━━ Source document ━━

This notebook will show overview of all the resampling methods in Pyresample.
Set some environment variables for performance tweaking
import os
os.environ['PYTROLL_CHUNK_SIZE'] = "1024"
os.environ['DASK_NUM_WORKERS'] = "4"
os.environ['OMP_NUM_THREADS'] = "1"
We'll use Satpy to read some data.
from satpy import Scene
from satpy.resample import get_area_def
import glob
fnames = glob.glob("/home/lahtinep/data/satellite/new/*201909031245*")
scn = Scene(reader='seviri_l1b_hrit', filenames=fnames)
scn.load([10.8])
data = scn[10.8]
Get the source and target area definitions.
source_adef = data.attrs['area']
euro4_adef = get_area_def('euro4')
Nerest neighbour is the most basic resampler Pyresample offers. As the name says, it'll pick value from the closest source location and place it in the target area.
Create the resampler, calculate the indices needed for resampling and resample the data to the target area. The radius_of_influence
is used so that there are no gaps in the northern areas due to source data sparsity.
from pyresample.kd_tree import XArrayResamplerNN
resampler = XArrayResamplerNN(source_adef, euro4_adef, radius_of_influence=50e3)
resampler.get_neighbour_info()
res = resampler.get_sample_from_neighbour_info(data)
Compute the resampling and show the resulting image.
res.plot.imshow()
And a small section from the north:
res[:100, 500:600].plot.imshow()

━━━
━━ Data rows ━━

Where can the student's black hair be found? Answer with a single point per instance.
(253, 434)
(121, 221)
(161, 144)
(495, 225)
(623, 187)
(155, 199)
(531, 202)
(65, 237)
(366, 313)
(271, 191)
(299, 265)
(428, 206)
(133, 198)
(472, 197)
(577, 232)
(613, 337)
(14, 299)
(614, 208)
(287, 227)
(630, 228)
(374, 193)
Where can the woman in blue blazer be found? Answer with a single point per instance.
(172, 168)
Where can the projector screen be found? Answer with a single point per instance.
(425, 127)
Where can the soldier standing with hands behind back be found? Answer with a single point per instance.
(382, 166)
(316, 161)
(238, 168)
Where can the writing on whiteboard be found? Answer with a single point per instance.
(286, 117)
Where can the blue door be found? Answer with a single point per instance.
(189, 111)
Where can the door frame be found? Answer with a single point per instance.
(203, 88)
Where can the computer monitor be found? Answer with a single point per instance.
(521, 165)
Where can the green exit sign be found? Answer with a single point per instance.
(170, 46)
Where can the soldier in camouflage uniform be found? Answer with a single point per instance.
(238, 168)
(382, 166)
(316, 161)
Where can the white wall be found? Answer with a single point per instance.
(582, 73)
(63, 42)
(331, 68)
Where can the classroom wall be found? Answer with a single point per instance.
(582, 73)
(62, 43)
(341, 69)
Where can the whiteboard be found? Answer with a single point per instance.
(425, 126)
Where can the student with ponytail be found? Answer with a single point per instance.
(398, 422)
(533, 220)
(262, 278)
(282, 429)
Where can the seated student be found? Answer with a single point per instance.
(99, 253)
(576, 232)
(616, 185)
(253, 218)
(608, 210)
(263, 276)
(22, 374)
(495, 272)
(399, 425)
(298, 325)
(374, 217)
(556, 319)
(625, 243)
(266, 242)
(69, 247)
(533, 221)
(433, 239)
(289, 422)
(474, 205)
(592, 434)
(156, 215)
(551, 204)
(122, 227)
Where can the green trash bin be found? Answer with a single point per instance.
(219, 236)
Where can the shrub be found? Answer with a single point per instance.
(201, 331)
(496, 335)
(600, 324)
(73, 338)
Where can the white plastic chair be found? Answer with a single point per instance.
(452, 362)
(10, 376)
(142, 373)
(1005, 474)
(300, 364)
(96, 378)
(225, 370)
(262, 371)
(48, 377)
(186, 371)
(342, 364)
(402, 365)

━━━

▸ Aim 1
In the Pyresample notebook, which reader is passed to Scene to read the data?
▸ Aim 2
Echo the part of the Pyresample notebook starting at "from satpy import" and ending at "source data sparsity.".
▸ Aim 3
Write the lines that follow the end of the Pyresample notebook.

▸ Exercise result 1
seviri_l1b_hrit

▸ Exercise result 2
from satpy import Scene
from satpy.resample import get_area_def
import glob
fnames = glob.glob("/home/lahtinep/data/satellite/new/*201909031245*")
scn = Scene(reader='seviri_l1b_hrit', filenames=fnames)
scn.load([10.8])
data = scn[10.8]
Get the source and target area definitions.
source_adef = data.attrs['area']
euro4_adef = get_area_def('euro4')
Nerest neighbour is the most basic resampler Pyresample offers. As the name says, it'll pick value from the closest source location and place it in the target area.
Create the resampler, calculate the indices needed for resampling and resample the data to the target area. The radius_of_influence
is used so that there are no gaps in the northern areas due to source data sparsity.

▸ Exercise result 3
The nearest neighbour interpolation creates rough features near the edges of the geostationary disk. This can be counteracted by using bilinear intepolation, which creates smoother results.
NOTE: This is much slower than nearest neighbour resampling.
from pyresample.bilinear.xarr import XArrayResamplerBilinear
resampler = XArrayResamplerBilinear(source_adef, euro4_adef,
radius_of_influence=50e3)
resampler.get_bil_info()
res = resampler.get_sample_from_bil_info(data)
res.plot.imshow()
And the same crop we had for nearest neighbour:
res[:100, 500:600].plot.imshow()
As we see, the result is much smoother.
The bucket resampling collects data into the closest target area pixels, or bins, or "buckets". Each source pixel can end up in only one pixel, fractional binning hasn't been (yet) implemented.
Load the higher resolution HRV channel for better coverage.
scn = Scene(reader='seviri_l1b_hrit', filenames=fnames)
scn.load(['HRV'])
data = scn['HRV']
source_adef = data.attrs['area']
Initialize the resampler with target area and source coordinates.
from pyresample.bucket import BucketResampler
lons, lats = source_adef.get_lonlats(chunks=1024)
resampler = BucketResampler(euro4_adef, lons, lats)
First, find out how many pixels fall in each of the target pixels. This can be used e.g. to create a density map of lightning data. The data in this example isn't very suitable to demonstrate the usage.
counts = resampler.get_count()
import matplotlib.pyplot as plt
plt.imshow(counts, cmap='gray')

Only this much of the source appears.